» PROMPT:
Leave out the pictures and restate every entry word for word.

MATERIAL SHOWN below:

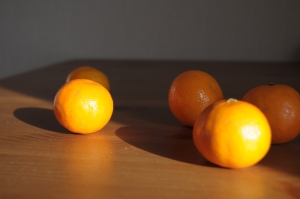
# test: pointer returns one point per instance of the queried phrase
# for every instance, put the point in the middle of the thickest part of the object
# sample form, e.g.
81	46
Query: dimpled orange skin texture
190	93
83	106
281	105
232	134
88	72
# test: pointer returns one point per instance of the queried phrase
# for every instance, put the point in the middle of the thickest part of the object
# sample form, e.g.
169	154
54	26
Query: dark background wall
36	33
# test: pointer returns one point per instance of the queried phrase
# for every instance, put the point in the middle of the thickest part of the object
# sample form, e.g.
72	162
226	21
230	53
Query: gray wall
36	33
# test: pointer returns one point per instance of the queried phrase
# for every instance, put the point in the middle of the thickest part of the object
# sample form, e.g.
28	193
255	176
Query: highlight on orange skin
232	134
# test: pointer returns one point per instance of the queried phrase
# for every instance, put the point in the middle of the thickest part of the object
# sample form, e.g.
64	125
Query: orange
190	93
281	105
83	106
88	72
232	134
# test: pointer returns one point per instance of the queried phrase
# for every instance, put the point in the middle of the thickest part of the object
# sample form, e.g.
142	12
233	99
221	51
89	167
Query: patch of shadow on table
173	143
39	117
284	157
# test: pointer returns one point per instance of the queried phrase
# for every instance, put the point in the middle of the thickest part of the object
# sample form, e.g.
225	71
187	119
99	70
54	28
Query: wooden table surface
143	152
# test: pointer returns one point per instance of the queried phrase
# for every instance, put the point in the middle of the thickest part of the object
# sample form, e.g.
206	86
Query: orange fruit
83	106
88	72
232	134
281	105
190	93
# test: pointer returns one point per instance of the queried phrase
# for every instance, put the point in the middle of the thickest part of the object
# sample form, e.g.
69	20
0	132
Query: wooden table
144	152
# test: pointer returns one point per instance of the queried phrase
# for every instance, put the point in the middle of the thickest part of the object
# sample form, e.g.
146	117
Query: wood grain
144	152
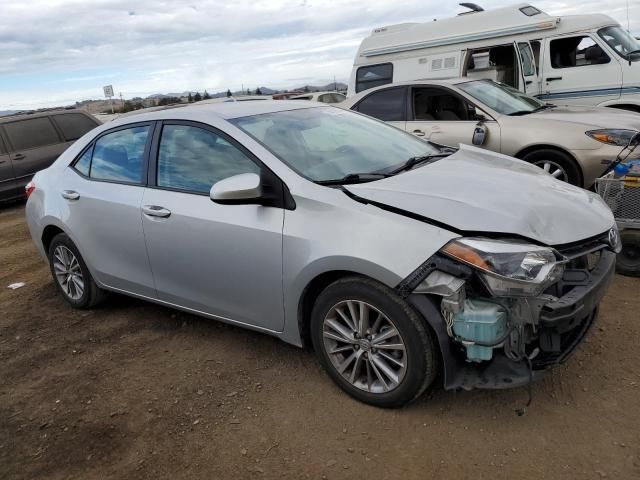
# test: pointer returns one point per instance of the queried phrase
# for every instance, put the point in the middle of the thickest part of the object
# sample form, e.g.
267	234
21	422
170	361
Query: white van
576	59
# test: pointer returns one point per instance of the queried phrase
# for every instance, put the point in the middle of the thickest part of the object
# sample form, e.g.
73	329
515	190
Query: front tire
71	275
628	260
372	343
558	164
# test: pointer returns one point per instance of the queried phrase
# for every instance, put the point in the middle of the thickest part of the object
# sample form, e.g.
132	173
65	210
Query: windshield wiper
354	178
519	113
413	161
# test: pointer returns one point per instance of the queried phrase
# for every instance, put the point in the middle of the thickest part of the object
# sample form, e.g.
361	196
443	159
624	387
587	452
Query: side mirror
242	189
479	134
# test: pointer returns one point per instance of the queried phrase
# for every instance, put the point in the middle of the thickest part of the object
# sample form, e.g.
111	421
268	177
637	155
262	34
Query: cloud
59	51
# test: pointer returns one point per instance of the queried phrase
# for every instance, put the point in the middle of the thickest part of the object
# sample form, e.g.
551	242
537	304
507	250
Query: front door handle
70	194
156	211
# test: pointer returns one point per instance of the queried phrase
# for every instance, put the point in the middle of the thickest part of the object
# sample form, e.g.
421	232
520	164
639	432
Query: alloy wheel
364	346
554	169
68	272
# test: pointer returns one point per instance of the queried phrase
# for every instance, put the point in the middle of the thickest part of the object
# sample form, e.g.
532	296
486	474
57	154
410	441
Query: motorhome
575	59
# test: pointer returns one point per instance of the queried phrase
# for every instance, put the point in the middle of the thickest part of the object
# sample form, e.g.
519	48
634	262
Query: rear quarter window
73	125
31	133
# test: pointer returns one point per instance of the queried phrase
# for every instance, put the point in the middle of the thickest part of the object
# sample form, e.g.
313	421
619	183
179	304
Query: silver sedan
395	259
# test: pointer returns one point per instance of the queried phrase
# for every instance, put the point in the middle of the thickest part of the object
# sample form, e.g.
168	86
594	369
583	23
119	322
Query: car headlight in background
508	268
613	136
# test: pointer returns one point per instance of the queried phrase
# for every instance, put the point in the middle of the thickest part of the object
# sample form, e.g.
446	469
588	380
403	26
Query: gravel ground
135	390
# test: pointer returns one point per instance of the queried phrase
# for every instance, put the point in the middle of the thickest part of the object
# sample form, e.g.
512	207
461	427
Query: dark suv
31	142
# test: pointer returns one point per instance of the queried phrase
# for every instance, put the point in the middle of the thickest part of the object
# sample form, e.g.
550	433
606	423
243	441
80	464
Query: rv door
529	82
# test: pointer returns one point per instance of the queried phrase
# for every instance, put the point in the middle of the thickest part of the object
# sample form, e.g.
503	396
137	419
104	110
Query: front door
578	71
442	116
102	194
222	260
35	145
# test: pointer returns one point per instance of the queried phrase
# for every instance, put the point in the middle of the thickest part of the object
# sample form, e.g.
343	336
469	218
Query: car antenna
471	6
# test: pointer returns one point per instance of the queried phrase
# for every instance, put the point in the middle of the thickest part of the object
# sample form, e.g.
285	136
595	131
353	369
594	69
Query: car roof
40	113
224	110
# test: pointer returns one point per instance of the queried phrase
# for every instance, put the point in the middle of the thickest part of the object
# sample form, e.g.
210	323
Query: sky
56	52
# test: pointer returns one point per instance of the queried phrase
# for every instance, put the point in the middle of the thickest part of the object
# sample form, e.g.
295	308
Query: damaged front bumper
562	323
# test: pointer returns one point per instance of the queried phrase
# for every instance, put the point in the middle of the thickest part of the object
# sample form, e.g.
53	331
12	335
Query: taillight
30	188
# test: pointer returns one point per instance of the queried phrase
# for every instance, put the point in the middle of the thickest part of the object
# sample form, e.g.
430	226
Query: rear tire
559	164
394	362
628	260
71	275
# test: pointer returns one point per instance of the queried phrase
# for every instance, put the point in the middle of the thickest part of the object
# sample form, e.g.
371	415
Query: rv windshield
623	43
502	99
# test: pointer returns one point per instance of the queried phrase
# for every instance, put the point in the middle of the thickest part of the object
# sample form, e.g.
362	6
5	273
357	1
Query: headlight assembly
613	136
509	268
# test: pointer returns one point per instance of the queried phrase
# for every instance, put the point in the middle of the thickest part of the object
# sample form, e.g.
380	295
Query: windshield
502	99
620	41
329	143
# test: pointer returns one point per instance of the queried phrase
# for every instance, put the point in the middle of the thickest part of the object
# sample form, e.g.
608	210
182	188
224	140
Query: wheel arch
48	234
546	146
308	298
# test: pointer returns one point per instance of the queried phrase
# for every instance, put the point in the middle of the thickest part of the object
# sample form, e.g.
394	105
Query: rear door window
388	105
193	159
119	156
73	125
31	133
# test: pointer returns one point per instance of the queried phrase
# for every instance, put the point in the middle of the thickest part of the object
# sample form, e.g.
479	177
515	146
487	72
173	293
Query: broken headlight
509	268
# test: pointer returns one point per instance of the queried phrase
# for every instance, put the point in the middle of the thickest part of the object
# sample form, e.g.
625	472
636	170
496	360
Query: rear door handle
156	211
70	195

End of MATERIAL SHOWN.

» TASK OUTPUT:
# test: pointer returns one point per instance of the queried phrase
# for every instance, put the point in the middle of the thickest part of the object
# sample form, e.g.
81	46
Query: dimpled orange skin texture
190	93
83	106
281	105
232	134
88	72
# test: pointer returns one point per instance of the queried phrase
# for every instance, put the point in the middle of the thickest part of the object
# sample form, e.g.
169	154
54	26
Query: dark background wall
36	33
# test: pointer returns one point per instance of the queried phrase
# for every instance, put the point in the middle of the thickest part of the object
# sample form, e.g.
72	162
226	21
230	53
Query: gray wall
36	33
# test: pointer returns one point per instance of the queried phrase
# for every instance, put the point in the middle of the thickest part of the object
# sample form, e.g.
28	193
255	176
Query: highlight on orange skin
232	134
# test: pointer returns one point per instance of the queried phrase
# for every instance, put the point in the middle of the thickest part of the object
# sample form, e.g.
64	125
Query: orange
190	93
281	105
83	106
88	72
232	134
# test: pointer returns one point per instance of the queried phrase
# for every instance, put the point in the middle of the thickest part of the object
# sample form, e.g.
142	12
233	99
221	51
89	167
Query: patch of shadow on table
173	143
39	117
284	157
# test: pointer returns one point per instance of the queried phrase
# for every instance, put the point in the middle of the thickest part of the object
# sample form, e.g.
225	71
187	119
99	70
54	28
Query: wooden table surface
143	152
# test: pointer returns one point per instance of the queried phrase
# for every instance, put the point in the middle of the thickest part of the object
# sample form, e.g.
206	86
Query: orange fruit
83	106
88	72
232	134
281	105
190	93
# test: pointer returns one point per instance of the queried phrase
# for every instance, put the point in the middle of the thickest part of the object
# sample form, e.g.
69	20
0	132
Query: wooden table
144	152
# test: pointer returns one point per instance of the queried phrase
# for every instance, put the point in the middle of the thickest part of the object
# sample form, e.g.
146	117
Query: wood grain
144	152
# test: pointer returns one point per instance of the queried phrase
# for every instance, put the point in the middle of the thickest part of the object
# sample form, e.g.
267	234
21	422
170	361
Query: white van
576	59
# test: pointer returns one point per instance of the queried phrase
# for every instance, put the point in the middle of the thickest part of the object
# sample form, e.g.
73	329
515	190
Query: front tire
71	275
628	260
372	343
558	164
# test: pointer returns one point per instance of the queried phrase
# for every instance, put the point in the middle of the thickest part of the object
# sample form, e.g.
132	173
65	210
Query: windshield wiper
354	178
519	113
413	161
# test: pointer returns one point per instance of the queried phrase
# for every instance, put the point in the middle of the thickest part of the object
# sample form, e.g.
361	196
443	159
624	387
587	452
Query: side mirror
242	189
479	134
# test: pointer returns one point per instance of the queried phrase
# for every instance, put the point in the middle of the thickest part of the object
# sample form, e.g.
111	421
268	177
637	155
262	34
Query: cloud
59	51
# test: pointer returns one point per instance of the queried phrase
# for every instance, put the point in the middle of the thickest part of the object
# sample form, e.g.
551	242
537	304
507	250
Query: front door handle
70	194
156	211
# test: pointer returns one point per instance of the queried phrase
# for every instance, put the point in the middle of the thickest part of the object
# sample form, e.g.
421	232
520	164
639	432
Query: alloy wheel
364	346
554	169
68	272
# test: pointer returns one point per instance of the queried phrase
# for every instance, put the point in the middle of the thickest part of the object
# sample form, e.g.
532	296
486	474
57	154
410	441
Query: motorhome
575	59
# test: pointer returns one point per instance of the queried phrase
# for every instance, put the point in the middle of the thickest part of the object
# sample form, e.g.
519	48
634	262
Query: rear quarter window
73	125
31	133
# test: pointer returns one point per instance of the queried phrase
# for every instance, put the point in the middle of the thickest part of the object
# sample form, e.g.
313	421
619	183
179	304
Query: silver sedan
395	259
# test: pointer returns one point per instance of the queried phrase
# for every instance, put the point in the middle of the thickest part of the object
# sample form, e.g.
168	86
594	369
583	23
119	322
Query: car headlight in background
508	268
613	136
# test: pointer returns one point per instance of the queried phrase
# for every instance, put the point in the middle of the thickest part of the object
# sample form, e.g.
446	469
588	380
403	26
Query: gravel ground
135	390
# test: pointer returns one point per instance of the queried phrase
# for every instance, put the point in the middle of the thickest part of the object
# sample form, e.g.
512	207
461	427
Query: dark suv
31	142
# test: pointer returns one point per instance of the queried phrase
# for every instance, put the point in the middle of the thickest part of the object
# sample form, e.g.
550	433
606	423
243	441
80	464
Query: rv door
529	82
# test: pointer returns one point per instance of the queried phrase
# for every instance, put the point in the middle of the thickest part of the object
# sample form, e.g.
503	396
137	419
104	110
Query: front door
578	71
442	116
102	194
222	260
35	145
# test: pointer returns one point per instance of the queried phrase
# for every instance, put the point in the middle of the thickest part of the object
# sample form, e.g.
343	336
469	218
Query: car antenna
471	6
# test: pointer returns one point per instance of the queried phrase
# for every instance, put the point in the middle of the thickest part of the object
# sample form, e.g.
285	136
595	131
353	369
594	69
Query: car roof
40	113
224	110
# test: pointer returns one point per instance of the queried phrase
# for every instance, put the point in the middle of the thickest part of the object
# sample form, e.g.
210	323
Query: sky
56	52
# test: pointer returns one point per instance of the queried phrase
# for every instance, put the point in the middle of the thickest part of the object
# sample form, e.g.
295	308
Query: damaged front bumper
562	323
# test: pointer returns one point per instance of the queried phrase
# for every instance, put the point in the middle of the thickest part of the object
# sample form, e.g.
53	331
12	335
Query: taillight
30	188
# test: pointer returns one point per instance of the queried phrase
# for every instance, put the point in the middle of the thickest part of the object
# sample form, e.g.
430	226
Query: rear tire
559	164
394	362
628	260
71	275
# test: pointer returns one point per instance of the queried phrase
# for every instance, put the point in the middle of the thickest part of the object
# sample form, e.g.
371	415
Query: rv windshield
623	43
502	99
# test: pointer returns one point per instance of the queried phrase
# for every instance, put the point in the middle of the thickest part of the object
# sample form, e.g.
362	6
5	273
357	1
Query: headlight assembly
613	136
509	268
# test: pointer returns one point per instance of the queried phrase
# for every instance, put the point in the middle of the thickest part of the object
# sample form, e.g.
380	295
Query: windshield
502	99
620	41
329	143
# test: pointer returns one point per instance of the queried phrase
# for every instance, put the point in the middle of the thickest part of the object
# sample form, e.g.
608	210
182	188
224	140
Query: wheel arch
48	234
546	146
308	298
# test: pointer returns one point per instance of the queried phrase
# for every instance, put the point in the middle of the thickest part of the object
# sample form, e.g.
394	105
Query: rear door window
388	105
193	159
119	156
73	125
31	133
# test: pointer returns one point per instance of the queried phrase
# for every instance, put the point in the middle of the thickest part of the object
# sample form, e.g.
479	177
515	146
487	72
173	293
Query: broken headlight
509	268
# test: pointer returns one point per instance of the queried phrase
# for every instance, put the point in the middle of the thickest part of the object
# sample form, e.g.
625	472
636	170
496	360
Query: rear door handle
156	211
70	195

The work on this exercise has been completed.